FRAGMENTO DEL DOCUMENTO:
++++++++++++++++++++

En los primeros meses de 1958, bajo la dirección de Mies van der Rohe (con la colaboración del arquitecto norteamericano Philip Johnson) se concluye la construcción del famoso rascacielos Seagram Building de Nueva York. El edificio fue concebido para servir como sede central de la corporación Seagram, una importante compañía de destilación de bebidas alcohólicas. Poco después de su finalización se decidió que en él debería haber un restaurante de alto nivel, que atrajese una clientela elegante y distinguida. Y fue entonces, a fines del mes de junio del citado año, cuando el pintor Mark Rothko recibió un encargo ciertamente peculiar: encargarse de la decoración del 'Four Seasons Restaurant', para la cual suscribió un contrato en el que se comprometía a realizar una serie de pinturas que alcanzaría los cincuenta metros cuadrados y por la cual habría de recibir una sustanciosa cantidad, cobrando a cuenta un anticipo.

Sabemos de sobra del difícil carácter de Rothko y de sus tendencias depresivas. Pero el caso es que en esta ocasión pareció aceptar de buen grado la oferta y se puso de manera inmediata a trabajar en los cuadros. Sin embargo, tan solo un año después, el pintor declararía que con ellos pretendía ‘pintar algo que quitase el apetito a cualquier hijo de puta que comiese en ese salón’.

Mies van der Rohe and Philip Johnson Con la maqueta del Seagram Building, 1955. Fotografía de Irving Penn  Seagram Building de Nueva York  Seagram Building de Nueva York  Seagram Building de Nueva York

Pero regresemos al curso de los acontecimientos: una vez recibido el encargo, Rothko se puso a trabajar en él con un ímpetu inusitado. Para comenzar, y frente al modelo de cuadro aislado que hasta entonces había realizado, ahora diseñó toda una serie, inicialmente formada por siete cuadros, en la que pretendía establecer relaciones evidentes entre los distintos elementos. Por otra parte, en un artista que ya comenzaba a mostrar una clara preferencia por los colores muy oscuros, en esta ocasión se decantó por una gama de tonos más cálidos. Sin embargo, poco después acabó optando por una paleta más oscura en la que abundaban los rojos y granates; eso sí, acompañados por diversas tonalidades de marrón y de negro. El artista buscó además adaptar sus obras al espacio disponible y, a tal efecto, realizó numerosos bocetos. Siendo como ya era un pintor completamente decantado por el abstracto y que empleaba de manera netamente predominante en sus composiciones el conocido tema de los campos de color horizontales, en este caso no dudó en cambiar tal tendencia. Ahora, sobre el color de fondo, vamos a encontrarnos campos de color dispuestos en vertical, vacíos enormes que evocan puertas y cristaleras opacas; columnas y pilares que dan paso a profundos abismos. El propio artista consideraba a los murales Seagram adecuados para crear un espacio cercano a lo claustrofóbico, que propiciase una profunda contemplación de sus pinturas. En ese sentido, hacía mención a la atmósfera creada por Miguel Ángel en la Biblioteca Laurenziana de Florencia, comentando que en esa obra el artista renacentista ‘consigue exactamente lo que yo estoy buscando, ya que logra que el espectador se sienta en un espacio en el no hay ni puertas ni ventanas’.

++++++++++++++++++++

FILAS:
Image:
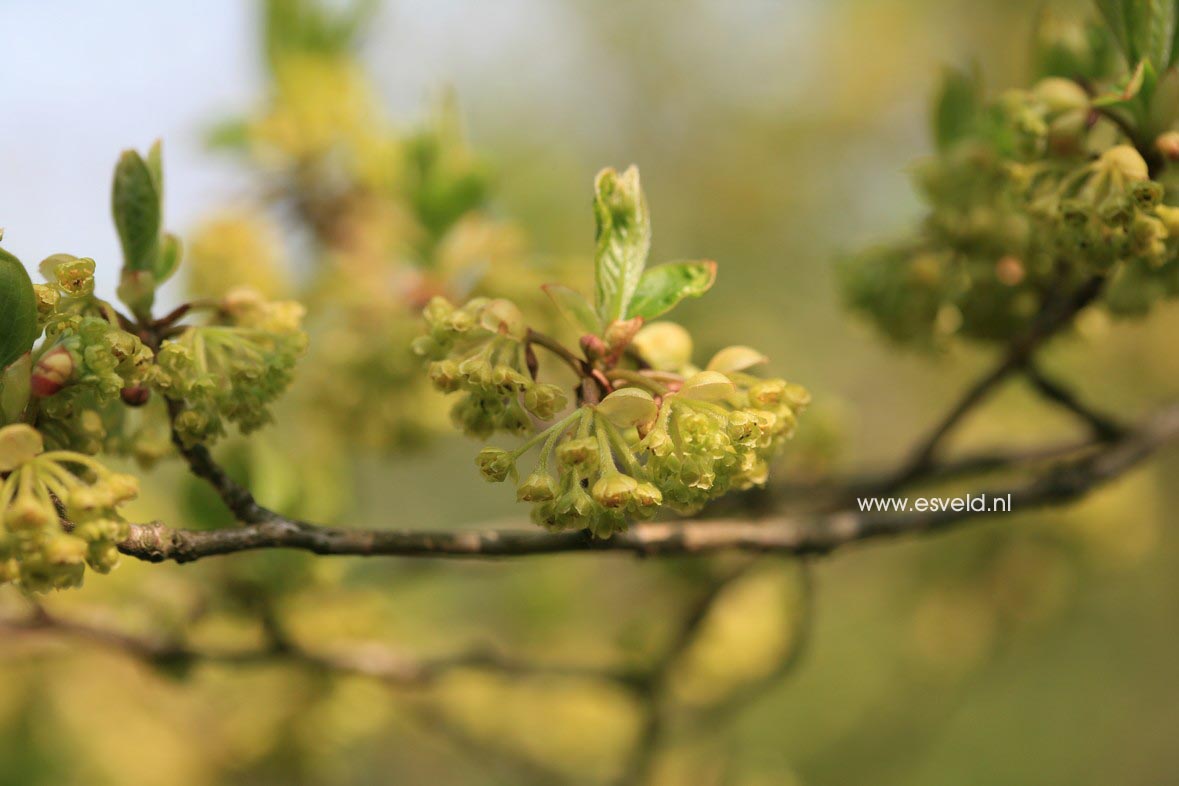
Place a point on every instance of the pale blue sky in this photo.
(81, 80)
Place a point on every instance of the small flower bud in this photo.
(495, 463)
(1167, 144)
(19, 443)
(578, 453)
(614, 490)
(1009, 271)
(1059, 94)
(52, 372)
(505, 318)
(1126, 162)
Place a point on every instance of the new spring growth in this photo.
(1031, 195)
(647, 429)
(231, 369)
(37, 552)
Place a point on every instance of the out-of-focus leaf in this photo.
(624, 239)
(169, 258)
(1145, 30)
(18, 310)
(664, 286)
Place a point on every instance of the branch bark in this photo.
(816, 534)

++++++++++++++++++++

CONSIGNA: Imprime sin cambios la parte del texto sobre los murales de Rothko para el Seagram Building que va entre "Sabemos de sobra" y "en ese salón’.", ambos incluidos.

TAREA RESUELTA:
Sabemos de sobra del difícil carácter de Rothko y de sus tendencias depresivas. Pero el caso es que en esta ocasión pareció aceptar de buen grado la oferta y se puso de manera inmediata a trabajar en los cuadros. Sin embargo, tan solo un año después, el pintor declararía que con ellos pretendía ‘pintar algo que quitase el apetito a cualquier hijo de puta que comiese en ese salón’.